Case Raises Concerns About Adverse Impact
on Low-Income Communities and People of Color
The Boston Bar Association (BBA) has joined the Massachusetts Association of Criminal Defense Attorneys (MACDL) and the Charles Hamilton Houston Institute for Racial Justice (CHHIRJ) in an amicus brief drawing attention to serious potential disparities that the use of virtual hearings poses for low-income communities and people of color.
The case, Vazquez Diaz v. Commonwealth (SJC-13009)—which is headed to the Supreme Judicial Court (SJC) for oral argument on December 7—involves a criminal defendant who is appealing a judge’s rejection of his request that a hearing on evidence suppression in his case be held in-person, rather than on-line.
As the BBA, MACDL, and CHHIRJ argue in their brief, “Requiring suppression motions to be heard virtually upends the fundamental rights of the accused and will work particular harm against defendants of color and their communities”—an outcome that would compound the hardships that the COVID-19 pandemic and police abuses already pose to those populations.

EXERCISE AIM:
Reproduce the passage on virtual hearings word for word, from "As the BBA, MACDL, and" to "to those populations.".

Collected data:
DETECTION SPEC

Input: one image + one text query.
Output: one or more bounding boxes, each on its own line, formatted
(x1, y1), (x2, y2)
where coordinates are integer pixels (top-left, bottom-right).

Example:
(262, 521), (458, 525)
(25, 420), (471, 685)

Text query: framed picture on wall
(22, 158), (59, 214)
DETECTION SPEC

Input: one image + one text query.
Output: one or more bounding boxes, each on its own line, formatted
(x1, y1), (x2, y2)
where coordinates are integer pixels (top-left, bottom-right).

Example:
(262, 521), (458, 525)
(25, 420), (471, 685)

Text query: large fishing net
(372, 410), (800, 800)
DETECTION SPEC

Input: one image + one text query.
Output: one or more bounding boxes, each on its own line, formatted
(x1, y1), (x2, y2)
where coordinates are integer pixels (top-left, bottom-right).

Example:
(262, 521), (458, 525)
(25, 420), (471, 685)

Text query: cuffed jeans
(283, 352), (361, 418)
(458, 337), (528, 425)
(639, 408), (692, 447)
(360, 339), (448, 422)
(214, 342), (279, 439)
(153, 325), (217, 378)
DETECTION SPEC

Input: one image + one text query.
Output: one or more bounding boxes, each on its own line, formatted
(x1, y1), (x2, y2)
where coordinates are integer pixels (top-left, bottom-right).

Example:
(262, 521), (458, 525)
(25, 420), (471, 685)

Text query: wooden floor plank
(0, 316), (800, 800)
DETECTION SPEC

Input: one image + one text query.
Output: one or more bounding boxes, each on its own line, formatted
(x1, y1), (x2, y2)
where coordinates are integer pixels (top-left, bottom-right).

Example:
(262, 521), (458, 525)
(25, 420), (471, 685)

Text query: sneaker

SOLUTION TO THE EXERCISE:
As the BBA, MACDL, and CHHIRJ argue in their brief, “Requiring suppression motions to be heard virtually upends the fundamental rights of the accused and will work particular harm against defendants of color and their communities”—an outcome that would compound the hardships that the COVID-19 pandemic and police abuses already pose to those populations.